Step-by-Step: Getting Your PDF Under 10 MB for Email

Start by checking your original PDF's file size. Right-click the file and select Properties (Windows) or Get Info (macOS) to see the file size. If it is under 10 MB, you do not need to compress it for email. If it is over 10 MB, open the PDF Compress tool in your browser. Upload your PDF to the tool. Select medium compression and click Compress. The tool will show you the before and after file sizes and the percentage reduction. If the compressed file is now under 10 MB, download it. Open it to verify quality, then attach it to your email. If medium compression resulted in a file that is still over 10 MB, return to the tool and try high compression. For very large PDFs — 100 MB or more — even high compression may not achieve the 10 MB target. In this case, consider splitting the document into sections using a PDF split tool, or uploading it to a cloud storage service and sharing a link. For regular use — if you find yourself compressing PDFs for email every week — consider changing your PDF creation settings. When scanning, reduce DPI to 150 to 200 instead of 300 or 600. When exporting from Word or Keynote, use the 'Optimize for screen' or 'Reduce file size' export option. These changes reduce file size before the PDF is created, minimizing the need for compression after the fact.

TASK TO COMPLETE ▸ In the step-by-step guide on shrinking a PDF for email, what DPI range is recommended when scanning?

RECORD EXTRACTS ▸

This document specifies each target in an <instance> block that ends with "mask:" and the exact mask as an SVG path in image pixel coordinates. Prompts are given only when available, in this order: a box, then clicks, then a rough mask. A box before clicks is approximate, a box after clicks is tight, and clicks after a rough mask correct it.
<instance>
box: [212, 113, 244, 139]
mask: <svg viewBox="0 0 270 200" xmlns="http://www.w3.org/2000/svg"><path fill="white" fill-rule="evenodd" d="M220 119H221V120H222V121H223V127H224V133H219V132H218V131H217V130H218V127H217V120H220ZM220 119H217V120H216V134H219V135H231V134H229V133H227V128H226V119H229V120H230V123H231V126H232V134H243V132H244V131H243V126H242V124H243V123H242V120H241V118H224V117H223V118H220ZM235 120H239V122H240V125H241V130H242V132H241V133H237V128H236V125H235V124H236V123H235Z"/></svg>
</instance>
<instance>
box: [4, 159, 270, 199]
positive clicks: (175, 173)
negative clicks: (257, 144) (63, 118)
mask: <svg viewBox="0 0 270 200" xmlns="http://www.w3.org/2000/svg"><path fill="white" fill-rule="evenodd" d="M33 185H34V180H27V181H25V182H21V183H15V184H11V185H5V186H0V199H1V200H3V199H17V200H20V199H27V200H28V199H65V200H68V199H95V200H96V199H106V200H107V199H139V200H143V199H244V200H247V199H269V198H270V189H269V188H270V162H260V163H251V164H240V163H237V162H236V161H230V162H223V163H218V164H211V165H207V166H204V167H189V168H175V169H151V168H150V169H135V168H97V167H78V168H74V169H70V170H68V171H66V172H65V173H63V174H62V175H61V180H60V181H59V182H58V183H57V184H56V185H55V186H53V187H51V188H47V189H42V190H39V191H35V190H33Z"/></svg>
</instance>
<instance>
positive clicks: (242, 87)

RESPONSE ▸ 150 to 200 DPI, instead of 300 or 600.